The head has an outer head surface 14 and an inner head surface 13
that defines a central opening spanned by a plurality of
transversal strings 21 running essentially parallel to each other
and a plurality of longitudinal strings 22 running substantially
orthogonal to, and being interwoven with, the transversal strings
to form a substantially planar string network 2. The transversal
strings and the longitudinal strings are secured to the frame by
means for securing strings to the frame, such as a first fixing
means 30, or a second fixing means 31, or a conventional hole and
loop combination 25 (FIG. 3);
[0042] Each point of contact between transversal and longitudinal
strings defines a string crossing. One such string crossing is
indicated at 23. In the neighborhood of each string crossing we
identify an upper crossing string 26 and a lower crossing string 27
(see FIG. 4).
[0043] At each string crossing, the upper crossing string has a
first surface indentation 40 (FIG. 5) opening in the downward
direction, and the lower crossing string has a second surface
indentation 41 opening in the upward direction. The first and
second surface indentations are made to match with and mate with
each other to form a common contact surface.
[0044] An example of the preferred form of the first surface
indentation and of the second surface indentation is shown in FIG.
5. In this figure a grid is painted on both the first and second
surface indentations to help communicate the surface shape.
[0045] Upon mutual string contact the first surface indentation 40
makes full contact with the second surface indentation 41 to form
the common contact surface. In particular, the first surface
indentation 40 contains first lateral surface regions 403 and 404,
each having the surface normal tilted away from the perpendicular
direction to the mid-plane of the string network. Similarly, the
second surface indentation 41 contains second lateral surface
regions 413 and 414, each having the surface normal tilted away
from the perpendicular direction to the mid-plane of the string
network. Upon mutual string contact the first and second lateral
surface regions meet to form a lateral portion of the common
contact surface that carries compressive stresses leading to
lateral forces that oppose the movement of the upper crossing
string 26 relative to the lower crossing string 27 (FIG. 4).
[0046] The transversal strings and longitudinal strings have at
each string crossing a bulge 208 (FIG. 5) to provide an enlarged
cross-section in the region of the string crossing. At the location
of each surface indentation, the bulge produces a minimum string
cross-sectional area that can carry, with a desired margin of
safety, the design tension anticipated to occur in the string. The
bulge also allows surface indentations with larger lateral surface
regions.

- - - - - - -

> [Stated goal A]
In the passage on string crossings, what does the bulge at each crossing provide?
> [Stated goal B]
Carry on writing the passage on string crossings after its final sentence.
The listing that comes next isn't needed.

> [Dataset entries]

- - - - - - -

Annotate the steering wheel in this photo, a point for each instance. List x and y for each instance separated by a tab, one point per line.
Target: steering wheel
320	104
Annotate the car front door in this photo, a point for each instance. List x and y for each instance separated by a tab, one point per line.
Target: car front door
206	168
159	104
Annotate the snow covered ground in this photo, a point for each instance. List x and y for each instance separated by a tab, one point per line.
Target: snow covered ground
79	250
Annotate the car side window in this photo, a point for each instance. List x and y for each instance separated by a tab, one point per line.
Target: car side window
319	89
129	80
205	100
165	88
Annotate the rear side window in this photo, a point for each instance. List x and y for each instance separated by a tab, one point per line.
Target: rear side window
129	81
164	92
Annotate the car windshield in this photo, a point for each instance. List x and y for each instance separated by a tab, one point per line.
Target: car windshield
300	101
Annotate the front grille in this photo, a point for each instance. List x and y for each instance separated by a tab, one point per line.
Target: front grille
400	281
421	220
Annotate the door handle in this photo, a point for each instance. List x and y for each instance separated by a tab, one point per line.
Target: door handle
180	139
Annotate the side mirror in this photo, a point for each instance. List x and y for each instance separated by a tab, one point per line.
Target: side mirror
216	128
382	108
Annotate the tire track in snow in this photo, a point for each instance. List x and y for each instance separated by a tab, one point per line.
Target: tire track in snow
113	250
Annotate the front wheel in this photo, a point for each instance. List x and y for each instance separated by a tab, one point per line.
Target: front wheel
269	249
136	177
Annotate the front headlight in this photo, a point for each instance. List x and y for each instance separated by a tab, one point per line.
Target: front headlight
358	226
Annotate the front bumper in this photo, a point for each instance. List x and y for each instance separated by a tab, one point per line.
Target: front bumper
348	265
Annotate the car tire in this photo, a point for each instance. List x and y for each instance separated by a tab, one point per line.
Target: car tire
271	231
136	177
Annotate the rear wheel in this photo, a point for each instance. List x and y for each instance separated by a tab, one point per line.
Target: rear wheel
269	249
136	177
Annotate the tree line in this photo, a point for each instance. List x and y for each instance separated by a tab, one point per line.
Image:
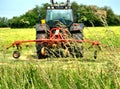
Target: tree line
89	15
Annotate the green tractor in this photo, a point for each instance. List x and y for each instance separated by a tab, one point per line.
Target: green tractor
58	27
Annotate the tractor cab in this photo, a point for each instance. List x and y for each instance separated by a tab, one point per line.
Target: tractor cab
59	12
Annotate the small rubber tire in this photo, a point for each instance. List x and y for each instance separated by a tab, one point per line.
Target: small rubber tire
95	54
16	54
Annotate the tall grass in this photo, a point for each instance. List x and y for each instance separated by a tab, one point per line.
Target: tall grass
66	73
71	75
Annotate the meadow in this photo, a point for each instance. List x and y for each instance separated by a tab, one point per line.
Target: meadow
28	72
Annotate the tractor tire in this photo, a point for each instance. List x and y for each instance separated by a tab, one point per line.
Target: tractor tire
41	32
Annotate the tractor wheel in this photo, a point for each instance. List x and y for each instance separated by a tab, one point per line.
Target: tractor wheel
16	54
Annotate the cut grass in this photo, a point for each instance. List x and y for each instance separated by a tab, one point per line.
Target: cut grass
64	73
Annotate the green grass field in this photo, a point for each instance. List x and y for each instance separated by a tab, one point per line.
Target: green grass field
64	73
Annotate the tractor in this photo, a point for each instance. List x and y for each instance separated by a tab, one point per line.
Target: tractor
58	35
60	23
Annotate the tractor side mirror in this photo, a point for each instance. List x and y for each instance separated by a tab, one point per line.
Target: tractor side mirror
78	15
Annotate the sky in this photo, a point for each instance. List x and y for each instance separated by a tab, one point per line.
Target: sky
10	8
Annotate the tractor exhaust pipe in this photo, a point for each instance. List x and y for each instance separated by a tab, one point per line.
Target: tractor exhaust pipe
68	2
52	2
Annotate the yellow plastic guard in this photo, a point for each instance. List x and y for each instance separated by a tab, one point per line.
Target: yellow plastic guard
43	21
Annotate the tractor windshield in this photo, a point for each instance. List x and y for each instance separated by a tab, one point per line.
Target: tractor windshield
64	15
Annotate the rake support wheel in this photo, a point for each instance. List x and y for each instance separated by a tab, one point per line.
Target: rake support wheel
16	54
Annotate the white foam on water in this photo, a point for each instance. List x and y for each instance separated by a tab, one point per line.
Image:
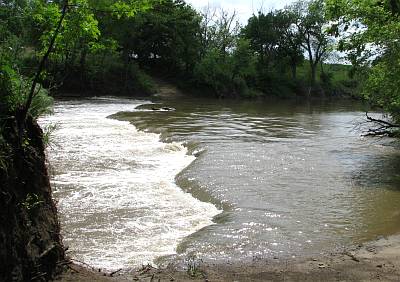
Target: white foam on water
115	186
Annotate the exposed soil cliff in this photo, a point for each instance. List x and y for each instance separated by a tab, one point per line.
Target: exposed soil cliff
30	243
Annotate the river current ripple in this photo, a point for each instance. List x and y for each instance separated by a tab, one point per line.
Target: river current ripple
118	201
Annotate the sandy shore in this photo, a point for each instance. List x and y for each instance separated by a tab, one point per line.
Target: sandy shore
374	261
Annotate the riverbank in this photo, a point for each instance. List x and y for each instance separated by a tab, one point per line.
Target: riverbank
374	261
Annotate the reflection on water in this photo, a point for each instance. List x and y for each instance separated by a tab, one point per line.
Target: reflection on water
293	178
119	204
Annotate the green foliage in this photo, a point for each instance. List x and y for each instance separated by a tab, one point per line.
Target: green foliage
47	134
32	202
369	34
15	88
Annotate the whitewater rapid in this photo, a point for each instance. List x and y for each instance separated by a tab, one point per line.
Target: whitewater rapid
115	186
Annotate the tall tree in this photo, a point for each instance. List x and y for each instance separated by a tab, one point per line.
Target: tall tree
311	24
369	32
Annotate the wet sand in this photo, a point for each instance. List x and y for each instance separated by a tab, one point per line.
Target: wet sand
374	261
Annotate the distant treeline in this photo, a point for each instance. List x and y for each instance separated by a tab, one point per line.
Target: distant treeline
111	46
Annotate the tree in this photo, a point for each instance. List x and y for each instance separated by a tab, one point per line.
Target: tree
311	24
369	34
290	40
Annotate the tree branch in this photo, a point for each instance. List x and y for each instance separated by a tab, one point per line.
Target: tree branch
42	64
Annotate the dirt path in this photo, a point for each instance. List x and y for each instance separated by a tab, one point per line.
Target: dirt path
375	261
166	89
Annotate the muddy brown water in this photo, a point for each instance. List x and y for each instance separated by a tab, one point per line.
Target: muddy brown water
277	178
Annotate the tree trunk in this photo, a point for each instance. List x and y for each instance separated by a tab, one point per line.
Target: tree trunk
294	71
313	73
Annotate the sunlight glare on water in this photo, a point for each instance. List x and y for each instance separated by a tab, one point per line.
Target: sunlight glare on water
115	186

- - - - - - -

> [Reply A]
An enlarged cross-section in the region of the string crossing.

> [Reply B]
[0047] In another embodiment on the invention, shown in FIG. 6, the
first surface indentation 40 on the upper crossing string 26 has an
essentially rectangular shape that mates and matches with the
second surface indentation 41 of essentially rectangular shape on
the lower crossing string 27--(FIG. 4)--upon mutual string contact.
The first surface indentation 40 has first lateral surface regions
503 and 504 separated from one another by a first frontal surface
region 502, with the first lateral surface regions each having the
surface normal tilted away from the perpendicular direction to the
mid-plane of the string network. Similarly, the second surface
indentation 41 has second lateral surface regions 513 and 514
separated from one another by a second frontal surface region 510,
with the second lateral surface regions each having the surface
normal tilted away from the perpendicular direction to the
mid-plane of the planar string network.
[0048] Upon mutual string contact the first frontal surface region
502 contacts the second frontal surface region 510 and these two
surfaces are pressed against each other in the presence of string
tension. Furthermore, the first lateral surface regions 503 and 504
contact the lower crossing string at 515 and at the corresponding
location on the other side of the lower crossing string,
respectively, while the second lateral surface regions 513 and 514
contact the upper crossing string at 505 and at the corresponding
location on the other side of the upper crossing string,
respectively.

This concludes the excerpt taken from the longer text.